TeleMem is an agent memory management layer that can be used as <mark>**a drop-in replacement for [Mem0](https://mem0.ai/)** with one line of code (`import vendor.TeleMem as mem0`)</mark>, deeply optimized for complex scenarios involving **multi-turn dialogues**, **character modeling**, **long-term information storage**, and **semantic retrieval**.

Through its unique **context-aware enhancement mechanism**, TeleMem provides conversational AI with core infrastructure offering **higher accuracy**, **faster performance**, and **stronger character memory capabilities**.

Building upon this foundation, TeleMem implements **video understanding, multimodal reasoning, and visual question answering** capabilities. Through a complete pipeline of video frame extraction, caption generation, and vector database construction, AI Agents can effortlessly **store, retrieve, and reason over video content** just like handling text memories.

## STUDY QUESTIONS:
[1] Which complex scenarios does the TeleMem overview say TeleMem is deeply optimized for?
[2] Can you pick up the TeleMem overview after its last sentence and carry it forward?

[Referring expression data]

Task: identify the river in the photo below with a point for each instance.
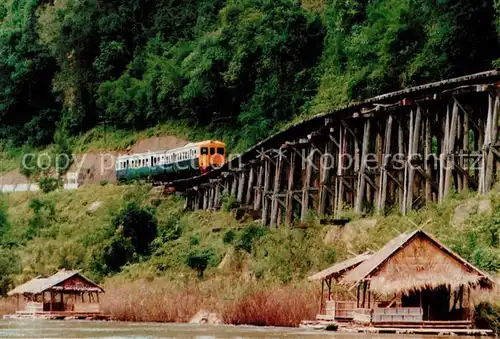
(119, 330)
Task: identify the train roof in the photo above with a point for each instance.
(190, 145)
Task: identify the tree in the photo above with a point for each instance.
(139, 225)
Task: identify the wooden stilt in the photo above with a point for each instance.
(361, 176)
(250, 188)
(276, 190)
(326, 164)
(260, 181)
(289, 194)
(265, 193)
(241, 186)
(307, 184)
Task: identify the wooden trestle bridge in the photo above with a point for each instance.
(399, 150)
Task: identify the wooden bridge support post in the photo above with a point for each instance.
(490, 138)
(234, 185)
(383, 177)
(217, 195)
(427, 165)
(413, 149)
(250, 188)
(260, 182)
(211, 197)
(205, 199)
(306, 185)
(241, 186)
(339, 185)
(450, 147)
(265, 193)
(361, 175)
(326, 165)
(289, 194)
(276, 191)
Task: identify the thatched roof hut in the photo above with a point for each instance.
(62, 280)
(338, 270)
(416, 261)
(66, 292)
(413, 279)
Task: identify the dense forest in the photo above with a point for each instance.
(244, 67)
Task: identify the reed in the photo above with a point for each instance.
(159, 300)
(152, 301)
(282, 306)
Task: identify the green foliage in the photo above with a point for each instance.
(380, 46)
(229, 237)
(235, 69)
(48, 184)
(139, 225)
(247, 237)
(44, 214)
(199, 260)
(10, 265)
(229, 203)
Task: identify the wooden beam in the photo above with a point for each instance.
(361, 177)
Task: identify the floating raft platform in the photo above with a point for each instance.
(58, 316)
(431, 331)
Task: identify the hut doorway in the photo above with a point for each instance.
(438, 304)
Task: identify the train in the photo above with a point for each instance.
(183, 162)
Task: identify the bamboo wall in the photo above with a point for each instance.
(376, 157)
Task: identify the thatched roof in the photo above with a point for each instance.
(341, 267)
(414, 261)
(40, 284)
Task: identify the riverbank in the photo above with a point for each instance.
(212, 260)
(234, 301)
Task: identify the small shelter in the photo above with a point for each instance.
(340, 310)
(64, 293)
(414, 280)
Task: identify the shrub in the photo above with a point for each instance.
(248, 236)
(229, 203)
(44, 213)
(117, 253)
(49, 184)
(199, 260)
(228, 237)
(139, 224)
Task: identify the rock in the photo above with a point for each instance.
(94, 206)
(206, 317)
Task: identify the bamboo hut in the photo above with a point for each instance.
(337, 309)
(414, 281)
(64, 294)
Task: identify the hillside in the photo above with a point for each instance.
(91, 77)
(147, 248)
(236, 69)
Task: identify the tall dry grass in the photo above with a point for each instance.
(152, 301)
(161, 301)
(281, 306)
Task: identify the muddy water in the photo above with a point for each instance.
(116, 330)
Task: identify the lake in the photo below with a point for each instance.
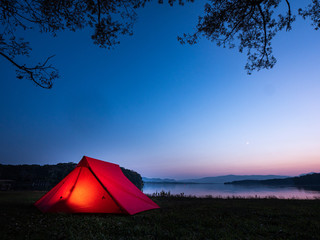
(229, 190)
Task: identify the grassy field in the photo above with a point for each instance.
(178, 218)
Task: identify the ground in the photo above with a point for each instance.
(178, 218)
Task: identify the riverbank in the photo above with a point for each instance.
(178, 218)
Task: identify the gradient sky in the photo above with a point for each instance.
(167, 110)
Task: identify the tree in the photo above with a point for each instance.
(109, 19)
(252, 22)
(249, 24)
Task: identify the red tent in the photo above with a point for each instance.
(95, 186)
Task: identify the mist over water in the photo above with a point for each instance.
(229, 190)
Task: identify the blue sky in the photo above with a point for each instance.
(167, 110)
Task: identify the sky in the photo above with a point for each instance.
(165, 109)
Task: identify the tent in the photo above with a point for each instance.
(95, 186)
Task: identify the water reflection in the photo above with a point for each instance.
(222, 190)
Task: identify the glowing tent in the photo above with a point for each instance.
(95, 186)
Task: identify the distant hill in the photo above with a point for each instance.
(158, 180)
(218, 179)
(312, 179)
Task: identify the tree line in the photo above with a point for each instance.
(250, 25)
(37, 177)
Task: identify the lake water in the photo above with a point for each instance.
(229, 190)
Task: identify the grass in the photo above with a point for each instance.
(179, 217)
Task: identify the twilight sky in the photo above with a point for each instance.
(167, 110)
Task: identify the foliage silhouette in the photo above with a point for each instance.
(36, 177)
(249, 24)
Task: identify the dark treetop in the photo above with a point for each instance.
(249, 24)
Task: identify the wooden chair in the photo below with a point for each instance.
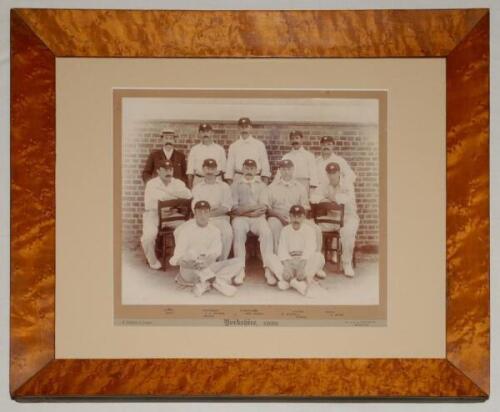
(330, 213)
(169, 211)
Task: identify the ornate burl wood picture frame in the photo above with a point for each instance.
(39, 36)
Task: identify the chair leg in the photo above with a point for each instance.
(339, 255)
(164, 253)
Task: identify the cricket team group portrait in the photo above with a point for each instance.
(248, 211)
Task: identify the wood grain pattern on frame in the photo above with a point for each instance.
(38, 36)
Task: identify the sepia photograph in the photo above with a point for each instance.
(249, 198)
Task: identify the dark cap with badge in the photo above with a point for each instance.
(296, 133)
(244, 122)
(250, 163)
(326, 139)
(297, 210)
(285, 163)
(205, 127)
(165, 164)
(201, 204)
(332, 167)
(210, 163)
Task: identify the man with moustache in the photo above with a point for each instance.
(279, 197)
(197, 246)
(298, 260)
(162, 187)
(206, 149)
(338, 191)
(218, 194)
(250, 215)
(246, 147)
(167, 152)
(327, 156)
(303, 160)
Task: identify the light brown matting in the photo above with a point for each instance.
(415, 208)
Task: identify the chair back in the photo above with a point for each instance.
(172, 211)
(329, 212)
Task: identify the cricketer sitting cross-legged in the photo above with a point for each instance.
(218, 194)
(197, 246)
(250, 216)
(297, 261)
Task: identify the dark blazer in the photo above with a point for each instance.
(154, 158)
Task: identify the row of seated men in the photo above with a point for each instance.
(290, 244)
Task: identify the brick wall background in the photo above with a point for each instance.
(357, 143)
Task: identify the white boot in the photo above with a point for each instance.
(321, 274)
(155, 266)
(225, 288)
(270, 278)
(283, 285)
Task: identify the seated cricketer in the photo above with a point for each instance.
(250, 215)
(197, 246)
(280, 196)
(297, 261)
(336, 190)
(162, 187)
(218, 194)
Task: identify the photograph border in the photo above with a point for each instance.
(39, 36)
(369, 315)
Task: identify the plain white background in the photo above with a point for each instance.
(8, 405)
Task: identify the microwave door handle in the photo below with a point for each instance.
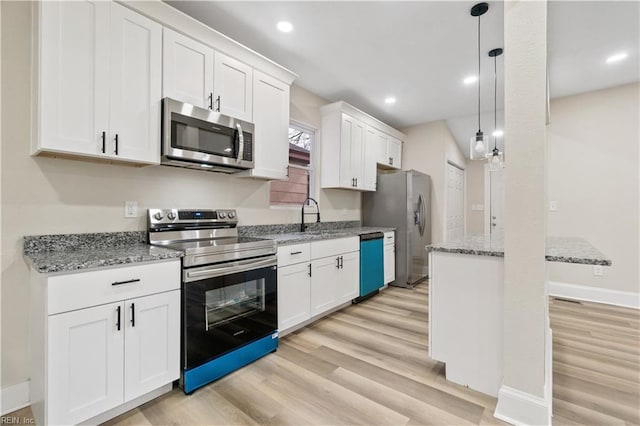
(240, 142)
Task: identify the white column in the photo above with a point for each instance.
(523, 397)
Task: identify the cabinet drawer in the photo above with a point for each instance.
(84, 289)
(296, 253)
(389, 237)
(326, 248)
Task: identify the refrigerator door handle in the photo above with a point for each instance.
(422, 212)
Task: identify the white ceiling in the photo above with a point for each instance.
(420, 51)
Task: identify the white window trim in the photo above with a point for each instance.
(314, 189)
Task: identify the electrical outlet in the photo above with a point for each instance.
(130, 209)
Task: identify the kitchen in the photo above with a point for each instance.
(88, 197)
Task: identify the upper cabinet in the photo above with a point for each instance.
(196, 74)
(353, 145)
(232, 87)
(187, 70)
(99, 85)
(271, 121)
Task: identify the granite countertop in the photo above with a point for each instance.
(317, 235)
(71, 252)
(558, 249)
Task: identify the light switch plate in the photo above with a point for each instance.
(130, 209)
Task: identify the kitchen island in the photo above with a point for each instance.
(466, 304)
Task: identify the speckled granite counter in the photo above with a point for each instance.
(559, 249)
(327, 234)
(72, 252)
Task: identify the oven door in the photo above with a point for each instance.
(226, 306)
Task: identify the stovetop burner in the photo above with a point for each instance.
(205, 236)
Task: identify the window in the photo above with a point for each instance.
(298, 186)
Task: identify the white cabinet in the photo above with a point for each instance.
(353, 144)
(232, 87)
(187, 70)
(271, 120)
(294, 285)
(343, 142)
(99, 82)
(314, 278)
(389, 256)
(109, 336)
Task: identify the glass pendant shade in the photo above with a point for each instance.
(479, 147)
(496, 160)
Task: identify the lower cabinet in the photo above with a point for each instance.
(325, 274)
(96, 358)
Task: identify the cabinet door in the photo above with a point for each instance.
(294, 295)
(348, 283)
(135, 64)
(324, 276)
(271, 119)
(395, 153)
(232, 87)
(187, 70)
(389, 263)
(85, 363)
(74, 67)
(370, 159)
(152, 342)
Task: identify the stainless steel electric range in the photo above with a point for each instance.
(229, 284)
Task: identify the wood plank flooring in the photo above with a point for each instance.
(367, 364)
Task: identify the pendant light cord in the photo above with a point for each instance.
(479, 130)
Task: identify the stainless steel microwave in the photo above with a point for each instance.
(202, 139)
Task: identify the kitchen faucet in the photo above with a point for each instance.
(302, 225)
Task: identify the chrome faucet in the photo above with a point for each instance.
(302, 225)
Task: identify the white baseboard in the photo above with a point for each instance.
(625, 299)
(520, 408)
(14, 398)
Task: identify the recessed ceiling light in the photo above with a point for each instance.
(285, 27)
(470, 80)
(617, 57)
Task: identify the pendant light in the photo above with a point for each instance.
(496, 158)
(478, 145)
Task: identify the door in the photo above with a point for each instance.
(294, 295)
(232, 87)
(85, 363)
(371, 152)
(494, 225)
(419, 225)
(455, 203)
(152, 342)
(187, 70)
(136, 92)
(324, 277)
(74, 67)
(271, 120)
(349, 277)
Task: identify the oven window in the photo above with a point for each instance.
(226, 304)
(194, 138)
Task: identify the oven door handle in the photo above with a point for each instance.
(228, 268)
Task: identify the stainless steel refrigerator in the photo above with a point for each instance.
(403, 200)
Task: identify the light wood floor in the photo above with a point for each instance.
(367, 364)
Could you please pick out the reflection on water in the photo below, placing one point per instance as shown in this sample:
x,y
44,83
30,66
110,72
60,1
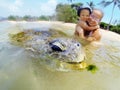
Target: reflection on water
x,y
20,72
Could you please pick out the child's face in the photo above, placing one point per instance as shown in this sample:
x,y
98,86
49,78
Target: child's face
x,y
84,15
96,15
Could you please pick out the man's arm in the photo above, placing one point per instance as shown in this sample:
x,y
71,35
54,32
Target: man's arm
x,y
86,27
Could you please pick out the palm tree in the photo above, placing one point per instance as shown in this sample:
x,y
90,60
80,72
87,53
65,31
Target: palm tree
x,y
91,4
107,3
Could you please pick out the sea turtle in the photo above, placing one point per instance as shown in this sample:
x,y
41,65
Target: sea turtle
x,y
52,47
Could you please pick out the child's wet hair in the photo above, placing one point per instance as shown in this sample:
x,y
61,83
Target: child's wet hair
x,y
85,8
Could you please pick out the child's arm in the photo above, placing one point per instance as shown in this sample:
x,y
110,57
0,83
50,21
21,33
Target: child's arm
x,y
86,27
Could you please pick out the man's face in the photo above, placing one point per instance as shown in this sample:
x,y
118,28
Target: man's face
x,y
95,18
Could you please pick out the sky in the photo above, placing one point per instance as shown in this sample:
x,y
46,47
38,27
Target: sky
x,y
47,7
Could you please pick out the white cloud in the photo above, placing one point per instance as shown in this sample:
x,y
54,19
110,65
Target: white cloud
x,y
21,7
12,7
48,8
15,7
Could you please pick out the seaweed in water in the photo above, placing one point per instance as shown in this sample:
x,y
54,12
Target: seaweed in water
x,y
92,68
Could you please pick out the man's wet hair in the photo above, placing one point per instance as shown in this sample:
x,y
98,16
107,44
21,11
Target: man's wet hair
x,y
85,8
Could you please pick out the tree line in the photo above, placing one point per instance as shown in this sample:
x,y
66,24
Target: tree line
x,y
66,13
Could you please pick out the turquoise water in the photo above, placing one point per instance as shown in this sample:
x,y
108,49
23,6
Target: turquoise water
x,y
20,72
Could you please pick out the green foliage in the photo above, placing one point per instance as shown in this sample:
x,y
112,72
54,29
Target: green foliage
x,y
65,13
113,28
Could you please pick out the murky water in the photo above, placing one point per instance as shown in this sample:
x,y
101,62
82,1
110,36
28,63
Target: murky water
x,y
18,71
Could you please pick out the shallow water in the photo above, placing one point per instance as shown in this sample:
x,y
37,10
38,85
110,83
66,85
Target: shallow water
x,y
18,71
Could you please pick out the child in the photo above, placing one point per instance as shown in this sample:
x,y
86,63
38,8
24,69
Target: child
x,y
82,25
95,19
88,25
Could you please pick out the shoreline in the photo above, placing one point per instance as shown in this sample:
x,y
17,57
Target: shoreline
x,y
105,33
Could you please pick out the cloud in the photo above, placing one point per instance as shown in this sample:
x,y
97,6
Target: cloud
x,y
11,6
21,7
48,8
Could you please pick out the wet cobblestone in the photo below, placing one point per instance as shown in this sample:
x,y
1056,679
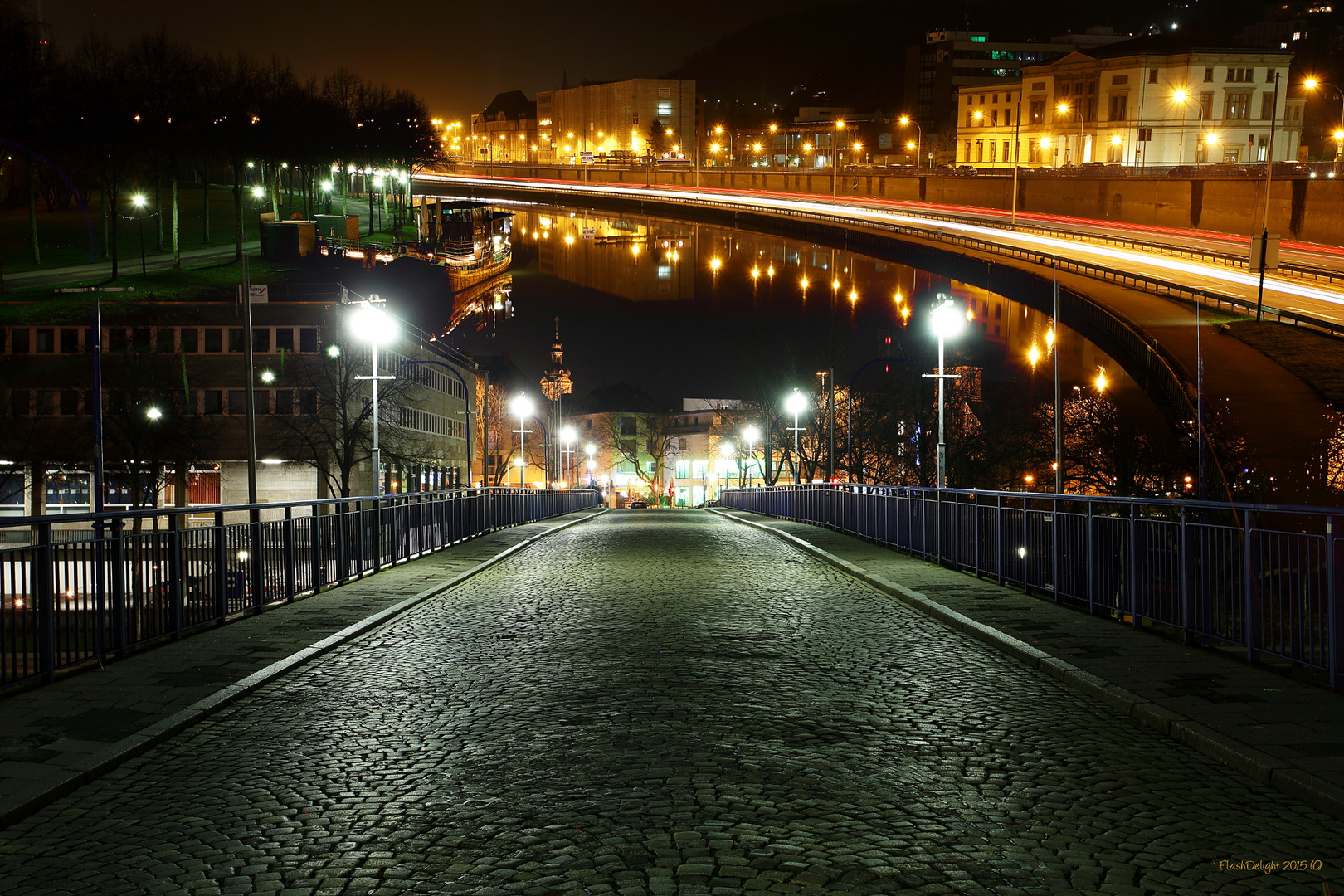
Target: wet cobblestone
x,y
667,704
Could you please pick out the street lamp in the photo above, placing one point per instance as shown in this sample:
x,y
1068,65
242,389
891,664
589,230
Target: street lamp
x,y
749,436
522,407
905,123
139,202
947,323
1312,84
728,451
377,327
567,437
796,403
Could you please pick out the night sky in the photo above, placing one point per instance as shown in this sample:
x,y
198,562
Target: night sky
x,y
455,56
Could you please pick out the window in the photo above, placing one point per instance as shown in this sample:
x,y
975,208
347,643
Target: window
x,y
1237,106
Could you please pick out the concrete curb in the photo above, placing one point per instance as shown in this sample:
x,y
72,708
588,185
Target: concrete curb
x,y
99,763
1315,791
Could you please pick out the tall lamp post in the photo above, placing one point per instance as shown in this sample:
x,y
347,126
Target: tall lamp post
x,y
522,407
835,156
1066,109
374,324
947,323
749,436
796,405
1312,84
908,121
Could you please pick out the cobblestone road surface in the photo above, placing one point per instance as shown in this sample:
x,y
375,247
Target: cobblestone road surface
x,y
667,703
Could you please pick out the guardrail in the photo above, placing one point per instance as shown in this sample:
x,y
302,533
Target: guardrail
x,y
1153,285
66,603
1261,578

## RESULTS IN ORDER:
[1]
- Multi-turn dialogues
- Character modeling
- Long-term information storage
- Semantic retrieval

[2]
The ultimate goal of the TeleMem project is to _use an agent's hindsight to improve its foresignt_. 

**TeleMem, where memory lives on and intelligence grows strong.**

---

## 📢 Latest Updates

- **[2025-12-31] 🎉 TeleMem [v1.1.0](https://github.com/TeleAI-UAGI/telemem/releases/tag/v1.1.0) Released!**
- **[2025-12-05] 🎉 TeleMem [v1.0.0](https://github.com/TeleAI-UAGI/telemem/releases/tag/v1.0.0) Released!**

---

## 🔥 Research Highlights

* **Significantly improved memory accuracy**: Achieved **86.33%** accuracy on the ZH-4O Chinese multi-character long-dialogue benchmark, **19% higher** than Mem0.
* **Doubled speed performance**: Millisecond-level semantic retrieval enabled by efficient buffering and batch writing.
* **Greatly reduced token cost**: Optimized token usage delivers the same performance with significantly lower LLM overhead.
* **Precise character memory preservation**: Automatically builds independent memory profiles for each character, eliminating confusion.
* **Automated Video Processing Pipeline**: From raw video → frame extraction → caption generation → vector database, fully automated
* **ReAct-Style Video QA**: Multi-step reasoning + tool calling for precise video content understanding

---

## 📌 Table of Contents

* [Project Introduction](#project-introduction)
* [TeleMem vs Mem0: Core Advantages](#telemem-vs-mem0-core-advantages)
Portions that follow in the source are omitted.